#### [EXTRACTED TEXT]
━━━
In October, DHL Global Forwarding announced moves to secure long-term capacity on a number of the world’s busiest trade routes, especially from the Asia-Pacific region to Europe.

 

“I think we are seeing similar trends to what you would call a ‘traditional peak’. Volume is up, demand is up, and yields are up too,” remarks Steen.

 

The mood has brightened visibly. “Six months ago I would have said that the 747 ACMI market was on a steep slope. The slope has flattened out a bit,” comments Dan McHugh, chief executive officer of Southern Air.

 

The ACMI provider is continuing a 747-400F lease with an Asian customer, with the partners looking to extend the agreement into 2015 and beyond, he adds.

 

“We have no interest in reducing our 747 fleet right now,” remarks Hermannsson. “We may even go up to eight 747 freighters next year, but that is not firm yet.”
━━━
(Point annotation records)

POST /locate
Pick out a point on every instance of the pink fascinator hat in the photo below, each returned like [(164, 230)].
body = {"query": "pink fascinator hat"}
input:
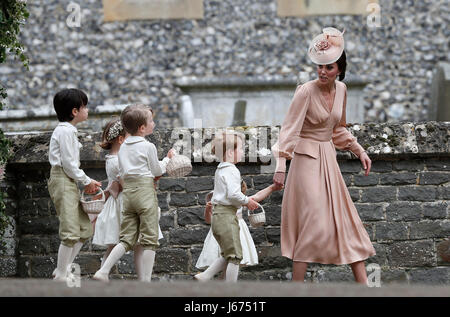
[(326, 48)]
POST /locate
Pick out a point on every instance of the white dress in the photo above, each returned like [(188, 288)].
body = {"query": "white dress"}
[(107, 226), (211, 249)]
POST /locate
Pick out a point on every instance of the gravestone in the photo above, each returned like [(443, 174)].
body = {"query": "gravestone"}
[(440, 93)]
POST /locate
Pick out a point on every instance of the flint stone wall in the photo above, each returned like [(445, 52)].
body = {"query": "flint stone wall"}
[(140, 61), (404, 204)]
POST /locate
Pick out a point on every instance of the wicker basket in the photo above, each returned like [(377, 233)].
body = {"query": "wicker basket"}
[(208, 209), (179, 166), (257, 220), (93, 206)]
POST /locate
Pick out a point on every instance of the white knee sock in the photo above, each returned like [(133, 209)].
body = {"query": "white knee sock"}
[(113, 258), (232, 272), (64, 254), (138, 264), (107, 253), (148, 259), (213, 269), (76, 249)]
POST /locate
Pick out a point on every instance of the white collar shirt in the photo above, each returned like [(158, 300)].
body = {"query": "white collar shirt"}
[(64, 151), (139, 158), (227, 186)]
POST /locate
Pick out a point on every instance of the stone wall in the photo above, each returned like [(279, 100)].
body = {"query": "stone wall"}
[(404, 204), (140, 61)]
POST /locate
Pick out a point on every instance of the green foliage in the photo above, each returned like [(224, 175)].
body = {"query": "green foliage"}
[(13, 14)]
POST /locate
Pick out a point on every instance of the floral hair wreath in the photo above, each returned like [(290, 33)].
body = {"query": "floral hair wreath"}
[(114, 131)]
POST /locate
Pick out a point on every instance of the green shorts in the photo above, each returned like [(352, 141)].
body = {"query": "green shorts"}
[(225, 228), (74, 223), (140, 214)]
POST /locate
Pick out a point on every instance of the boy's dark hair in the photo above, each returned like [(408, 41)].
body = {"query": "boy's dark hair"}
[(67, 99)]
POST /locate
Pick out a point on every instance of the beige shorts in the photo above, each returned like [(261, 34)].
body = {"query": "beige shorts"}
[(74, 223), (140, 214), (225, 228)]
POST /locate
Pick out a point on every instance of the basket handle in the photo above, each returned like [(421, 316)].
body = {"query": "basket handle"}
[(100, 189), (249, 213)]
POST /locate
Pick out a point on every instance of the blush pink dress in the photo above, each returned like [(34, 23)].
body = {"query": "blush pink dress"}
[(319, 222)]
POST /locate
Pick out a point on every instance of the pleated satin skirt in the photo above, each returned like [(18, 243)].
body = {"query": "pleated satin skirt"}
[(319, 222)]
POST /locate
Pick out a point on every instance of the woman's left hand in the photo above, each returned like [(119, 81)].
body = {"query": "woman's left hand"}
[(366, 162)]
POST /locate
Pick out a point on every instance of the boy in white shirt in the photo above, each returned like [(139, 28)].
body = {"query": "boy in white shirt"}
[(227, 199), (64, 157), (138, 169)]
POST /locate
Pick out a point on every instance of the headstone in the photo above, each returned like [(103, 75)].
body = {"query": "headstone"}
[(440, 93)]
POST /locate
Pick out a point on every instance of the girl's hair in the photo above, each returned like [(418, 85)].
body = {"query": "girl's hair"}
[(66, 100), (134, 116), (225, 141), (243, 186), (342, 65), (111, 131)]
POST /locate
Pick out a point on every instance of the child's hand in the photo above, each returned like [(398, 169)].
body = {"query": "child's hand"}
[(171, 153), (99, 196), (275, 188), (155, 181), (92, 187), (252, 205)]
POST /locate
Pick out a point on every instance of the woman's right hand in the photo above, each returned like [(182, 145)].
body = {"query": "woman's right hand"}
[(278, 180)]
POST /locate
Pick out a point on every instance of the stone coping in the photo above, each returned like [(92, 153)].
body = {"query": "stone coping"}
[(249, 82), (381, 140), (49, 112)]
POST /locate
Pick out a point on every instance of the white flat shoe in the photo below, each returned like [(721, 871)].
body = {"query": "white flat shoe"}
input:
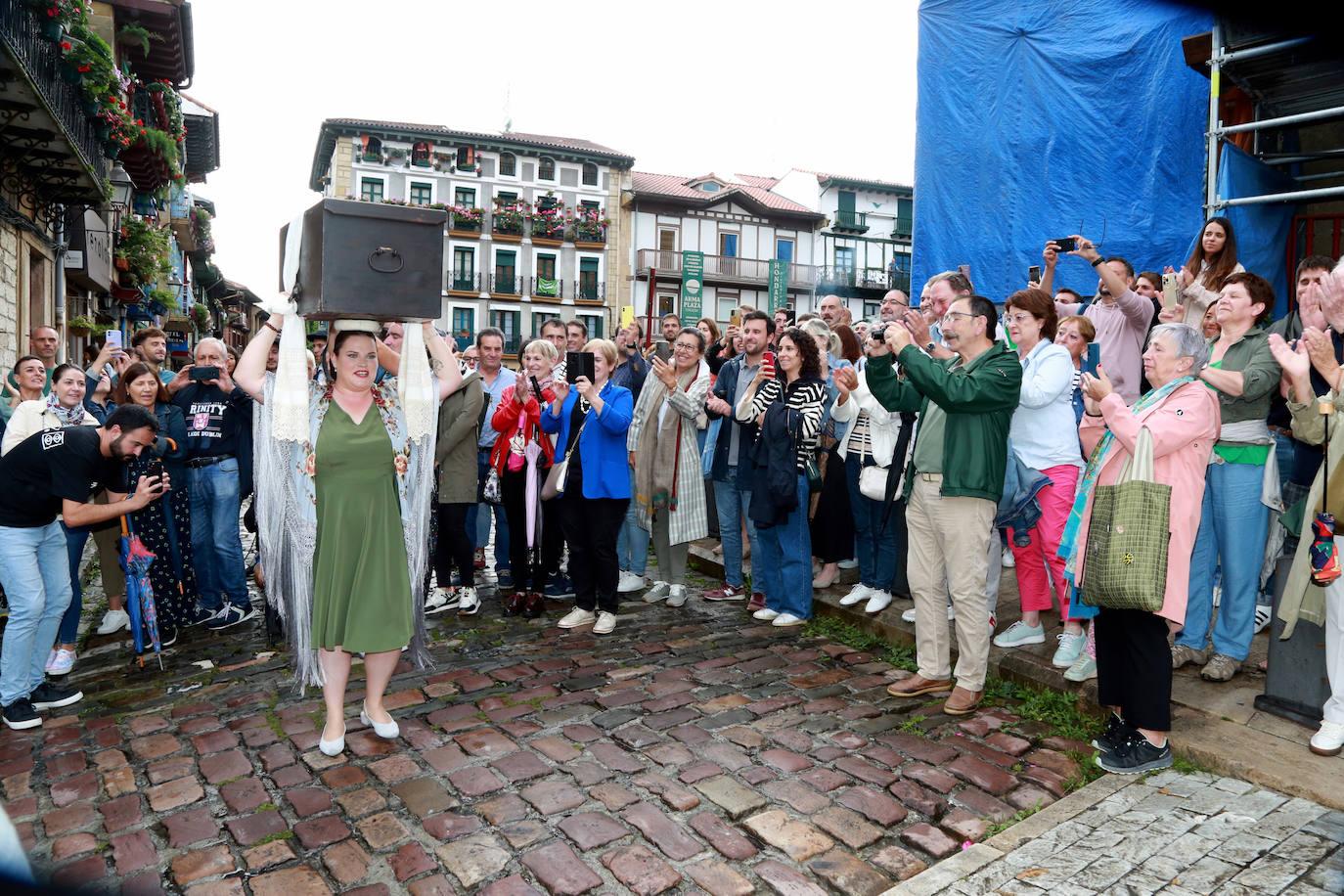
━━━
#### [EXERCISE AIM]
In the air freight excerpt, into what time frame are Southern Air and its Asian customer looking to extend their 747-400F lease?

#### [WRITTEN REPLY]
Into 2015 and beyond.